EXTRACT PROVIDED
The barrière du Trône was built in 1787 as part of a broader tax wall project designed by the architect Claude-Nicolas Ledoux. Ledoux spared no expense in the construction of this project, including the barrière du Trône. He was severely criticized during construction and, in May 1789, was dismissed for cost overruns. He spent time in prison during the French Revolution because of his involvement in this project.

During the Reign of Terror, a guillotine was installed next to the southern customs house (in what is now the 12th arrondissement). Of the 2,639 executions carried out in Paris between April 1793 and July 1794, the six weeks of operation of this guillotine in June and July 1794 accounted for almost half (1306 executions). The bodies were sent to mass burial pits located in what is now known as the Picpus Cemetery, which was only a few hundred meters away. This relatively remote location was chosen because the Reign of Terror was becoming increasingly unpopular with the French public and Revolutionary authorities needed an out-of-the-way place to operate the guillotine and dispose of the bodies.

In 1845, the columns were topped with two statues of French kings (each 3.8 m high): Philippe Auguste sculpted by Auguste Dumont on the south (12ᵉ arrondissement) and Saint Louis by Antoine Étex on the north (11ᵉ arrondissement).

The barrier was classified as a historical monument on 24 April 1907.

By 2002, the columns were in a severely degraded state. Between July 2008 and July 2010, restoration work took place including removal and renovation of the bronze statues and replacement of many of the lower stones of the column shafts.

Since 1993, the pavilions have housed social housing managed by Paris Habitat. Their façades and roofs were restored in 2016.

EXTRACTED DATA

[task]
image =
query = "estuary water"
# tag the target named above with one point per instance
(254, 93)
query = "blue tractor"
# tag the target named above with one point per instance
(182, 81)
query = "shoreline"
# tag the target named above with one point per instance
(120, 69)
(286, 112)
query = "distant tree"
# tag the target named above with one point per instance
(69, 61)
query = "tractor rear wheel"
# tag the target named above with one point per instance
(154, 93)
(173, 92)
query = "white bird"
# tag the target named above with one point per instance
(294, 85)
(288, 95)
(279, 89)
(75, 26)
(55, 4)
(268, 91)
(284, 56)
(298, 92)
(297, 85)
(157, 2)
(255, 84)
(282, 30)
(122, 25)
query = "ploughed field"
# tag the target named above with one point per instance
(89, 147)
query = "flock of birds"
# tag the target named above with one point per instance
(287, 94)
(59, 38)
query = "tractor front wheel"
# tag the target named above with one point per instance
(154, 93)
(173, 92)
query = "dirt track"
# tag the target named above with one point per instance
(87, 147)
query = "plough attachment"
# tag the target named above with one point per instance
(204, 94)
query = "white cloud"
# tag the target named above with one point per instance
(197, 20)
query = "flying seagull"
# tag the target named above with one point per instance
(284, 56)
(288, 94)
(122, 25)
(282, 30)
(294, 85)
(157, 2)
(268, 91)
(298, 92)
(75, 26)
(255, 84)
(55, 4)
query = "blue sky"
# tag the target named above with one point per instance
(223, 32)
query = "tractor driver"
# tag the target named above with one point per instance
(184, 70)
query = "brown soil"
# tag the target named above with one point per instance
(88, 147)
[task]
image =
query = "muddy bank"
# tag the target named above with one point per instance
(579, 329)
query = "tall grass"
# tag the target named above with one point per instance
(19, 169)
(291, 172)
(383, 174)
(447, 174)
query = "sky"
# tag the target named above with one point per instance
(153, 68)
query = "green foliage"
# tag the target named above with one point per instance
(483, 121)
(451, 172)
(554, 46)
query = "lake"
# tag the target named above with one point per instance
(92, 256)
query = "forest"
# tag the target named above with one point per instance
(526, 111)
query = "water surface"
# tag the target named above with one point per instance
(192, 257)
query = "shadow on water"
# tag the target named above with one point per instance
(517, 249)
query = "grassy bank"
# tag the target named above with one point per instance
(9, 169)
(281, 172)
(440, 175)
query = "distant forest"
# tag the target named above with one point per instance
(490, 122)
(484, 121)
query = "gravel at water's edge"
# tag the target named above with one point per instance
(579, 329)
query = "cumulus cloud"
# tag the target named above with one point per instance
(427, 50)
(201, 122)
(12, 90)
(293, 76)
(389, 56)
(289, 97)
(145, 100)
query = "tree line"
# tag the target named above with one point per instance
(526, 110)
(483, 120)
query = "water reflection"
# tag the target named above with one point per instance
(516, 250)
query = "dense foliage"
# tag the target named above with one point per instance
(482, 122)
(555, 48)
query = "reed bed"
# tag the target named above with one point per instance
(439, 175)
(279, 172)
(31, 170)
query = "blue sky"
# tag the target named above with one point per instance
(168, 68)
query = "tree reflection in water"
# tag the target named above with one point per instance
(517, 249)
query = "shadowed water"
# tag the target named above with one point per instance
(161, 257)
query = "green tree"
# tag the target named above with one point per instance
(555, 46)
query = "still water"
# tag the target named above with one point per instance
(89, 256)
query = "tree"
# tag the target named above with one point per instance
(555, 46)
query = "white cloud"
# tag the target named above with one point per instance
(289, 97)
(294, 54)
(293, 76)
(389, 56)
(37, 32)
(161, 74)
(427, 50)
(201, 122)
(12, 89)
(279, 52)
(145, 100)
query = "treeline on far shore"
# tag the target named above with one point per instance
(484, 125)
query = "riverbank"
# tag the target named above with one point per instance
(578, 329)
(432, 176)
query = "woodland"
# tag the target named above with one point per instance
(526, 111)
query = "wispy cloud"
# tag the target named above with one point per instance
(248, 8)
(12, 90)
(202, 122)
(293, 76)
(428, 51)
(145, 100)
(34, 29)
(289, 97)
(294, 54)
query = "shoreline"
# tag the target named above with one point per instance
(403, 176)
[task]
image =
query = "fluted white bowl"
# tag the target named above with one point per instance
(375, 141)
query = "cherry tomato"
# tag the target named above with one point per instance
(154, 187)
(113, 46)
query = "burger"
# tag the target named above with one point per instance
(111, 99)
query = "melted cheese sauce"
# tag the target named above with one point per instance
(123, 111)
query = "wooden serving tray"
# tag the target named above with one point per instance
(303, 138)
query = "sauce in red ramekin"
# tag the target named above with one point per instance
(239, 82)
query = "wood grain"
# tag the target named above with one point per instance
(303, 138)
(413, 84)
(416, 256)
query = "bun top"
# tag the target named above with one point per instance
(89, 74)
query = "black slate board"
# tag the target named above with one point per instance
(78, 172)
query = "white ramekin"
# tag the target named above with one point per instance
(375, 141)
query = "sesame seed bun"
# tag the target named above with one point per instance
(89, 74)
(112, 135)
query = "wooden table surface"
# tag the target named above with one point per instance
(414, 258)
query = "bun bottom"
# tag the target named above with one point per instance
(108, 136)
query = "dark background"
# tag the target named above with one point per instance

WHAT YOU SHOULD DO
Answer from the barrière du Trône text:
(a) When was Ledoux dismissed, and why?
(b) How many executions were carried out at the guillotine by the southern customs house?
(c) Who sculpted the statue of Saint Louis?
The records have nothing to do with what follows.

EXPECTED ANSWER
(a) In May 1789, for cost overruns.
(b) 1306.
(c) Antoine Étex.